**TEXTE EXTRAIT:**
■ ■ ■

B. DES MOTIFS D'INQUIÉTUDE

Le dispositif prévu par le projet aboutit à accorder à l'Etat, au travers de l'établissement public, un monopole d'exécution des fouilles. Les fouilles ne seront plus à la charge des aménageurs dans la mesure où un impôt permettra d'en assurer le financement.

Ce dispositif, qui peut au premier abord sembler séduisant, suscite bon nombre d'inquiétudes tant sur l'opportunité de mettre en place une " étatisation " de l'archéologie que sur sa compatibilité avec les règles européennes de la concurrence.

1. La légitimité du choix du monopole

Le projet de loi, en considérant que le service public de l'archéologie préventive recouvre non seulement les prérogatives de puissance publique attribuées à l'Etat pour la protection du patrimoine archéologique mais également les opérations de fouilles elles-mêmes, qui en constituent le corollaire indissociable, répond à trois préoccupations : assurer en tout temps et en tout lieu les opérations d'archéologie préventive, permettre une mutualisation du coût des fouilles et, enfin, garantir la qualité scientifique des opérations.

■ ■ ■

**CONSIGNE 1:**
Traduisez en anglais cette phrase du texte sur l'archéologie préventive : « Les fouilles ne seront plus à la charge des aménageurs dans la mesure où un impôt permettra d'en assurer le financement. »

(Lignes de données d'annotation par boîtes)
■ ■ ■

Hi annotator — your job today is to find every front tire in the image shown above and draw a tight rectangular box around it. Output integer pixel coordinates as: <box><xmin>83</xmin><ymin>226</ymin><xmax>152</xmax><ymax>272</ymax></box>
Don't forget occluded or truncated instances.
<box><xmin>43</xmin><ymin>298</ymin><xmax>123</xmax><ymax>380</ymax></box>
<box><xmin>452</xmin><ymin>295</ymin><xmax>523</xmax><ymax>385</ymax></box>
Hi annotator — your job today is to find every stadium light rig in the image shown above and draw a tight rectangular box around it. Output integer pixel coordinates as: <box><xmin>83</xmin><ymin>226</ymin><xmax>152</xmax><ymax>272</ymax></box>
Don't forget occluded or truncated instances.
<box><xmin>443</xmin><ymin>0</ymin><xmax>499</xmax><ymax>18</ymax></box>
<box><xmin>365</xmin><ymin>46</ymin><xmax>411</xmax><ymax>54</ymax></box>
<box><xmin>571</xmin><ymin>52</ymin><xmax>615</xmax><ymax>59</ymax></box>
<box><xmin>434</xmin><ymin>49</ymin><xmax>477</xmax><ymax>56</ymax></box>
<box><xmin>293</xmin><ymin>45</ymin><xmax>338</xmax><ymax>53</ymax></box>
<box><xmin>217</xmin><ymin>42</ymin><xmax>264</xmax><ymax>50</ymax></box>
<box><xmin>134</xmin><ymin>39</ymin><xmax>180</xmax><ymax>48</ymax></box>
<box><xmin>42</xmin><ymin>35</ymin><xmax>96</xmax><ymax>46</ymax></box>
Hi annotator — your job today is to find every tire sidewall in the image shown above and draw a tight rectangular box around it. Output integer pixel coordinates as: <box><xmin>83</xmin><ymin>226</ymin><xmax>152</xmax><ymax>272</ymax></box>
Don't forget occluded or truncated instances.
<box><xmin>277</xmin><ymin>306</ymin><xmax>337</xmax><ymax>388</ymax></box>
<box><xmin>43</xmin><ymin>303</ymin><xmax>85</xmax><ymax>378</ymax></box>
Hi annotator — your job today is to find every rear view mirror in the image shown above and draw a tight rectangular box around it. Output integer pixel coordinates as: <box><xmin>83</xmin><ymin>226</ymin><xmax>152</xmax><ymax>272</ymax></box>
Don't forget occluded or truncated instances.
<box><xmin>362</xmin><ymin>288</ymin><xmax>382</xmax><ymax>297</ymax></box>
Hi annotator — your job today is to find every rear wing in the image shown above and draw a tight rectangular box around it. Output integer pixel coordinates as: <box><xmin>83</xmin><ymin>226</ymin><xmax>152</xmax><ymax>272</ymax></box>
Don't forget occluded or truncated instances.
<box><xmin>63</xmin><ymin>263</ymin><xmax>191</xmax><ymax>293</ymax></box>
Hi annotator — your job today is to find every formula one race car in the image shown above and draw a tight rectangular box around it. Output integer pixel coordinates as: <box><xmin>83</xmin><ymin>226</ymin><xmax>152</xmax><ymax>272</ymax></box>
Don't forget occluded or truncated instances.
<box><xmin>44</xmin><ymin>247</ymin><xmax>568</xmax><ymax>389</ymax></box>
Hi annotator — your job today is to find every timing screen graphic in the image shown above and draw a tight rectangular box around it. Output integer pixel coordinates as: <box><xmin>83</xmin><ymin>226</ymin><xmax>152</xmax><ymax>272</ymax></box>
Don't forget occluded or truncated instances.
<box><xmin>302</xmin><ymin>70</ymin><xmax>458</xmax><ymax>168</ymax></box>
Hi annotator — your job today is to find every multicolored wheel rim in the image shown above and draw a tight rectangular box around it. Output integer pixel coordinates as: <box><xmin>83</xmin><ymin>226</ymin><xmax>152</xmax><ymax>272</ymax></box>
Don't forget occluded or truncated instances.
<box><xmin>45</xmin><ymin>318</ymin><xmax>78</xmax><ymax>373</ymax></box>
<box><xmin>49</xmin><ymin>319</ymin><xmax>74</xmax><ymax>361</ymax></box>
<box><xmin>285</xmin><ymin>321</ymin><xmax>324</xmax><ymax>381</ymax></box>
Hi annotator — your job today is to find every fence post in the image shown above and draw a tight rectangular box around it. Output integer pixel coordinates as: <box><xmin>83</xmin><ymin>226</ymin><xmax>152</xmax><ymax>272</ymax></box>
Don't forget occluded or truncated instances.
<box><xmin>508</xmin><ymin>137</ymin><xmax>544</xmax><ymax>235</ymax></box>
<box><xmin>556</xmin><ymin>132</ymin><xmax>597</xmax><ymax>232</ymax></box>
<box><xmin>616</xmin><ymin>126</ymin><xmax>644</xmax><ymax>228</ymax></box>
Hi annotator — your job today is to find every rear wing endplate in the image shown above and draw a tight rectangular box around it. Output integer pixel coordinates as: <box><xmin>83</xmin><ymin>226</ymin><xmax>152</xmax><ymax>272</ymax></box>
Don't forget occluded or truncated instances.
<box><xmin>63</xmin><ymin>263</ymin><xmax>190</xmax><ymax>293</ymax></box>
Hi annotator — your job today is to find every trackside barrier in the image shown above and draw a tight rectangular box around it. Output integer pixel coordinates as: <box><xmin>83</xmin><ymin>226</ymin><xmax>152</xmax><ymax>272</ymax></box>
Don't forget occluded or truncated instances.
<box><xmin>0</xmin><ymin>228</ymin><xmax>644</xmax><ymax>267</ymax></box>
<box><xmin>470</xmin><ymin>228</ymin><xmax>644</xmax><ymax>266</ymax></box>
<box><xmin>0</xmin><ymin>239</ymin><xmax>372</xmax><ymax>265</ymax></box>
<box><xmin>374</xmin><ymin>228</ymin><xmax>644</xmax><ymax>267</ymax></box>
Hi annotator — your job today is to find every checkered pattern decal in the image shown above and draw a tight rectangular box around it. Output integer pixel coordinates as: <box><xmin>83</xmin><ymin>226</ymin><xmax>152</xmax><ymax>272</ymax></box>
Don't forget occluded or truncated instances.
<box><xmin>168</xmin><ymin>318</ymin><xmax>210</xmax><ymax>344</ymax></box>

■ ■ ■

**CONSIGNE 2:**
Relevez dans les entrées toutes les lignes contenant la chaîne « tire ».

**RÉPONSE 1:**
Excavations will no longer be the responsibility of developers, insofar as a tax will ensure their funding.

**RÉPONSE 2:**
Hi annotator — your job today is to find every front tire in the image shown above and draw a tight rectangular box around it. Output integer pixel coordinates as: <box><xmin>83</xmin><ymin>226</ymin><xmax>152</xmax><ymax>272</ymax></box>
Hi annotator — your job today is to find every tire sidewall in the image shown above and draw a tight rectangular box around it. Output integer pixel coordinates as: <box><xmin>83</xmin><ymin>226</ymin><xmax>152</xmax><ymax>272</ymax></box>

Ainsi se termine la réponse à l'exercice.